Skip to main content

Become a collator

We will guide you through the steps to become a collator. First we will discuss the hardware requirements and how you could test the performance of your node. Then, we go over a few configuration options and show you how to setup and start a KILT collator, including how to generate your sessions keys and join the pool of collator candidates.

Minimum Hardware Requirements

The KILT blockchain extrinsic weights were calculated using the following hardware:

  • OS - Ubuntu 20.04.2
  • CPU - AMD Ryzen 7 1700X
  • Storage - A NVMe solid-state drive. Should be reasonably sized to deal with blockchain growth. Starting around 80GB - 160GB will be okay for the first six months of KILT parachain and Kusama relaychain but it will mostly likely grow after that and will have to be re-evaluated on a regular basis.
  • Memory - 16GB

Although the aforementioned hardware is by no means the minimum spec required, the new node should be at least be as capable as that in all the categories. Having more perfoment hardware reduces the probability that the node will not be able to produce and propose a valid block on time during the allocated block production slot, missing out on the collating rewards.

You can measure the performance of the new hardware by benchmarking it using the steps described in the benchmarking section.

Setup a Node

There are several ways to build and run a collator node. We show both how to use a Docker image and how to compile the source code directly from our chain repository.

PROBLEMS TO SOLVE
1 - In the collator guide, how much memory did the hardware used to calculate the KILT blockchain extrinsic weights have?
2 - Reproduce the stretch of the collator guide from "We will guide" through "of collator candidates." word for word.
The lines that come next have no connection to the collator guide.

PROVIDED RECORDS
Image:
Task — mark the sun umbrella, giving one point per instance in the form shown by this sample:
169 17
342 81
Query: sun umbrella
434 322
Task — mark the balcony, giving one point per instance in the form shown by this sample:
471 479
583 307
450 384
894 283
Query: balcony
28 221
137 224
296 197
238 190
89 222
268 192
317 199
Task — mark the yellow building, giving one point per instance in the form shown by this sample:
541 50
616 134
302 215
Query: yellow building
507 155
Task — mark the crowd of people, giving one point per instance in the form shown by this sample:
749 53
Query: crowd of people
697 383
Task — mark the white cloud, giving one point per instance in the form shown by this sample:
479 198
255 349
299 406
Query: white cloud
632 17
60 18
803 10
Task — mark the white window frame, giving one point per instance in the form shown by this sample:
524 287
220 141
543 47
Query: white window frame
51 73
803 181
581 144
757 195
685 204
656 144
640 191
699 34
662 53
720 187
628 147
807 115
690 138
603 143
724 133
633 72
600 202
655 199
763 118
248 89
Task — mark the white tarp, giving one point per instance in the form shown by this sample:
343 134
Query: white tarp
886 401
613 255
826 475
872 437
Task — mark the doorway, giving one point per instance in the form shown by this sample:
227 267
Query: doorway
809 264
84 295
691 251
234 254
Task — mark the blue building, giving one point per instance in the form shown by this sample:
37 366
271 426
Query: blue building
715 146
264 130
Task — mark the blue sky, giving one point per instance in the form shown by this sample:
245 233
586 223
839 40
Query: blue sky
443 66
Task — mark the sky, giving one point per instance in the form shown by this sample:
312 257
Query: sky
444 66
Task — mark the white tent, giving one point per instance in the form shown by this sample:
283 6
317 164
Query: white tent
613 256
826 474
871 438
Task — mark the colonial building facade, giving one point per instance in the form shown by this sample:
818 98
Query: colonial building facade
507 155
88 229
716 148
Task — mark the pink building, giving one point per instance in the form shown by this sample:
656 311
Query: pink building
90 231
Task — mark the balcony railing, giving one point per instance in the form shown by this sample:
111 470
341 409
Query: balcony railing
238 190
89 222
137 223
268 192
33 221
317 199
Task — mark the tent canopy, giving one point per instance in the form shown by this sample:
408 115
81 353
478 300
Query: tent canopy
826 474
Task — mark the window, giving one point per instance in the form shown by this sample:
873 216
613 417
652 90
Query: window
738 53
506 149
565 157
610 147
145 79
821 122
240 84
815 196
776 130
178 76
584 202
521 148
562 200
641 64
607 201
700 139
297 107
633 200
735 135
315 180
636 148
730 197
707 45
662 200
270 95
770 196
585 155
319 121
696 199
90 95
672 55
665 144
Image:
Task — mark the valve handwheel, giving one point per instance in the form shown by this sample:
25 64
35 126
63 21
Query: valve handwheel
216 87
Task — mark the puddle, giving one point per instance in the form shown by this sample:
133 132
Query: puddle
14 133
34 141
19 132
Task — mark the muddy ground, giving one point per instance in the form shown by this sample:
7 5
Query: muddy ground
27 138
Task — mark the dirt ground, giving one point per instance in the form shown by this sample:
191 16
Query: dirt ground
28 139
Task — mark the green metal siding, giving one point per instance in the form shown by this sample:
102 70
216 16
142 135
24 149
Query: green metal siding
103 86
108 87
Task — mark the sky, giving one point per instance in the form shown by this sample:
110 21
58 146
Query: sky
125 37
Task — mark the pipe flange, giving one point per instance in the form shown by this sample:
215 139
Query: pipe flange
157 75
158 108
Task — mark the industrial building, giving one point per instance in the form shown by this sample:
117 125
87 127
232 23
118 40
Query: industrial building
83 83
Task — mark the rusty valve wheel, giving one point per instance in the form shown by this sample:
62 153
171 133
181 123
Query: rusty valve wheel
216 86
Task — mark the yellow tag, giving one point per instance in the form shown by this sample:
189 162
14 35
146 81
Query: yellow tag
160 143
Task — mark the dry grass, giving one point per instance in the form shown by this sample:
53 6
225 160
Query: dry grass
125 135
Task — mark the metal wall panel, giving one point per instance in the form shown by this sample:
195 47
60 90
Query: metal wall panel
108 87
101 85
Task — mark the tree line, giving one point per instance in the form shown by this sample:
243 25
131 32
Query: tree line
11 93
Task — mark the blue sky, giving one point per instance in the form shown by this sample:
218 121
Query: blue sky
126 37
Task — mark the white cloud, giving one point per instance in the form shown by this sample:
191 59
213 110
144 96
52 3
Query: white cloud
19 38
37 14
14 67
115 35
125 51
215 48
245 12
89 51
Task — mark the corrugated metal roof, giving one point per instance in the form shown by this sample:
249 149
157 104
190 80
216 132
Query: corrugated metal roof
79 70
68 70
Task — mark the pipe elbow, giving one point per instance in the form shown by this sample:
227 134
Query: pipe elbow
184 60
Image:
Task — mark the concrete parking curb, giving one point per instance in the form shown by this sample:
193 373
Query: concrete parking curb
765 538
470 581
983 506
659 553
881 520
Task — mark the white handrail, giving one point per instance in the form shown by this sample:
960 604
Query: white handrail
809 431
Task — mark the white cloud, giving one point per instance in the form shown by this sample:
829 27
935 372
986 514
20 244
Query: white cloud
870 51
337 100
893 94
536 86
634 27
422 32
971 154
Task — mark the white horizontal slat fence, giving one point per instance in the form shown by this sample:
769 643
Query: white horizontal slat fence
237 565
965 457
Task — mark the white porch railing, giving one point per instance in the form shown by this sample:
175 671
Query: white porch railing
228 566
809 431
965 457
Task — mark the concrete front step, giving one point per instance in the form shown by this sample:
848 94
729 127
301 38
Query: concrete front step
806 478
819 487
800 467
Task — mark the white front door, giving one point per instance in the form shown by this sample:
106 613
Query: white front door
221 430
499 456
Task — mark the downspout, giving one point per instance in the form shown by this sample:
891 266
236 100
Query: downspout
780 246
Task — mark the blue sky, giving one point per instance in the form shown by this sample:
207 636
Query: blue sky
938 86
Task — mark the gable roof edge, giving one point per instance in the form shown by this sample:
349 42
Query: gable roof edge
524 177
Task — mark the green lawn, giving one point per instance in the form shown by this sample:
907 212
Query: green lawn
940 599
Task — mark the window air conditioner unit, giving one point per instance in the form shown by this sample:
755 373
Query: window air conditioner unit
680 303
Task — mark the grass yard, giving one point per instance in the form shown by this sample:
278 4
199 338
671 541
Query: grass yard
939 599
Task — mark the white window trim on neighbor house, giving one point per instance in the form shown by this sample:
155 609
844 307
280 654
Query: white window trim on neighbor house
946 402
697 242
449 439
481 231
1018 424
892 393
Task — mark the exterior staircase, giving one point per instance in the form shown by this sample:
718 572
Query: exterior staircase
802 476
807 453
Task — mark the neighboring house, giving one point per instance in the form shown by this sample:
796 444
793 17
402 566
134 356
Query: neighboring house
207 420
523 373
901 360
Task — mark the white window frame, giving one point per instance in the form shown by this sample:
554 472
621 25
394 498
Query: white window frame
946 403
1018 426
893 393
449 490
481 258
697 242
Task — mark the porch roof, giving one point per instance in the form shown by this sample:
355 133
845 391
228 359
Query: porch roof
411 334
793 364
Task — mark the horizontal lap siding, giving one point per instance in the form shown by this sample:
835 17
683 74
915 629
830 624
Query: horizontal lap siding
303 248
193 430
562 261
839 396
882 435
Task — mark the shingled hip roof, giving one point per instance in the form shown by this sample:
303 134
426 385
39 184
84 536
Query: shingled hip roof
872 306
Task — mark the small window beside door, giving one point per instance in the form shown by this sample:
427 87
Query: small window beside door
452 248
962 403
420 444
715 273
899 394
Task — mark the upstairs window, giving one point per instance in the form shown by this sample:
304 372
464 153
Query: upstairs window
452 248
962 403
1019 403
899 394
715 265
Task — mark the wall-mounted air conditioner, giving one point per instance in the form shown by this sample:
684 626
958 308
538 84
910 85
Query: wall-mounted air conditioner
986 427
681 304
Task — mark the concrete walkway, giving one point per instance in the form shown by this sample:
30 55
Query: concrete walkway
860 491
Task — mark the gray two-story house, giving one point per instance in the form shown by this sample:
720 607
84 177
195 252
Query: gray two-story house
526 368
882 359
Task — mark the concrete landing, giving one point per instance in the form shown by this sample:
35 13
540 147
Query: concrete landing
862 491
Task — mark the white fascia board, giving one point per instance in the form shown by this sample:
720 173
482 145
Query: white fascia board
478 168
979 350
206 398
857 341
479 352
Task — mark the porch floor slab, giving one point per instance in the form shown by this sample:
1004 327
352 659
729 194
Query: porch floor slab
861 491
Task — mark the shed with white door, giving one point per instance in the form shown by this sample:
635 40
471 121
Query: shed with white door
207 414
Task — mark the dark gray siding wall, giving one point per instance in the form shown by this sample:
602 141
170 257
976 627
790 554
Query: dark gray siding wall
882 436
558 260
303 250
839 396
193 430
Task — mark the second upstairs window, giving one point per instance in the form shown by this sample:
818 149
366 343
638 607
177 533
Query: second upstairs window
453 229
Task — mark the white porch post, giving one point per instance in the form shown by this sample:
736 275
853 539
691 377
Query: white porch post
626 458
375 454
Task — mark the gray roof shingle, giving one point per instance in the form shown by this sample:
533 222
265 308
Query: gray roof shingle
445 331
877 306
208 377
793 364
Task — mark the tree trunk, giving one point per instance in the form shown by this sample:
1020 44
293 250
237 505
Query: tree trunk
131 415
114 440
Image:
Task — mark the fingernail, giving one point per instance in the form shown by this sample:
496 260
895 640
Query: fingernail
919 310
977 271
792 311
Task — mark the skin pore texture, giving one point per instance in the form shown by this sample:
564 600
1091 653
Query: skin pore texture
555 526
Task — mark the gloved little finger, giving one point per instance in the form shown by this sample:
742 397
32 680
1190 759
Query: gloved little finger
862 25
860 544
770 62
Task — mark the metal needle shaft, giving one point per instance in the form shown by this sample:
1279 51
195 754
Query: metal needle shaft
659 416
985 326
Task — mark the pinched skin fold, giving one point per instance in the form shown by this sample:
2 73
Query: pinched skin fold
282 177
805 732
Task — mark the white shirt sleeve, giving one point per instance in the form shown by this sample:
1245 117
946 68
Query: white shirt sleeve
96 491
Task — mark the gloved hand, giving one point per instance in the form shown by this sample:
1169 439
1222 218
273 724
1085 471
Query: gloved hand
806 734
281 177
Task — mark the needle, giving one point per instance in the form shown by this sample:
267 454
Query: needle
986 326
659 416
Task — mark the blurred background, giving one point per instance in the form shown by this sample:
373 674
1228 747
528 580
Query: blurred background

TASK-BY-TASK ANSWERS
1 - 16GB

2 -
We will guide you through the steps to become a collator. First we will discuss the hardware requirements and how you could test the performance of your node. Then, we go over a few configuration options and show you how to setup and start a KILT collator, including how to generate your sessions keys and join the pool of collator candidates.